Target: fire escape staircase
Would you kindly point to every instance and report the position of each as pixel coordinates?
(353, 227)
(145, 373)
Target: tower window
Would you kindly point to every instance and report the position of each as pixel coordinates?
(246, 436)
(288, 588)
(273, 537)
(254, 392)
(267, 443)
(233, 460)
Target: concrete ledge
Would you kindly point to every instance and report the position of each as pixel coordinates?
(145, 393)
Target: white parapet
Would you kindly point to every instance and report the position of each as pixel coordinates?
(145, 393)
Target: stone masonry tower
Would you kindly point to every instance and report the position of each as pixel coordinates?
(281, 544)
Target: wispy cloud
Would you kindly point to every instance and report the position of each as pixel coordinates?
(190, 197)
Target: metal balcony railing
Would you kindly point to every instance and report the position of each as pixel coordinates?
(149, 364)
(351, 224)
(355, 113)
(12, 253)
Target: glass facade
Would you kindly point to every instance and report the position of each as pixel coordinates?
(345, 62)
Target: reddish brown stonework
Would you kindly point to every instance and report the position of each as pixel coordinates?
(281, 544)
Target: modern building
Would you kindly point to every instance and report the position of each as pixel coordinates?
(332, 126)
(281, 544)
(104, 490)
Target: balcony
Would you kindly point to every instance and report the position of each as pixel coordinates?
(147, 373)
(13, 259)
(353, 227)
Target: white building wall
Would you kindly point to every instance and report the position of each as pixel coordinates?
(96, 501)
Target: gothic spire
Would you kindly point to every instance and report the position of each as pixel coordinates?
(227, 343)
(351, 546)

=======

▶ **Your goal**: Extract the full set of entries word for word.

▶ **Finished answer**:
Target: fire escape staircase
Would you kindly point to every instance and report the position of each as pixel coordinates?
(353, 227)
(145, 373)
Target: tower window
Would you kindly point to every instance and report the position of each as pixel coordinates?
(246, 436)
(288, 588)
(273, 537)
(254, 392)
(267, 443)
(233, 460)
Target: concrete ledge
Would you kindly point to every instance and report the position of each as pixel coordinates?
(145, 393)
Target: white parapet
Would you kindly point to every instance and report the position of each as pixel coordinates?
(145, 393)
Target: stone masonry tower
Would you kindly point to every instance and report the position of each as pixel coordinates?
(281, 544)
Target: wispy cloud
Would you kindly point to every instance and report the position of each as pixel coordinates?
(190, 197)
Target: metal balcony railing
Would you kindly point to every instance and report the position of each as pixel coordinates?
(149, 364)
(351, 224)
(355, 113)
(12, 253)
Target: glass facade
Would you kindly point to every instance and report the position of each as pixel coordinates?
(345, 62)
Target: reddish brown stonework
Would you kindly point to every instance and report the position of each as pixel coordinates?
(281, 544)
Target: modern building
Would you kindly point to every instance and report the position of each as pixel coordinates?
(332, 126)
(281, 544)
(104, 490)
Target: balcony
Would you kindly point to every instance and report the position of each as pixel coordinates?
(147, 373)
(13, 259)
(353, 227)
Target: white building wall
Would you kindly point to every instance and report the position of each as pixel coordinates?
(96, 501)
Target: gothic spire
Would you kindly point to every instance and report the position of each as pixel coordinates?
(227, 343)
(351, 546)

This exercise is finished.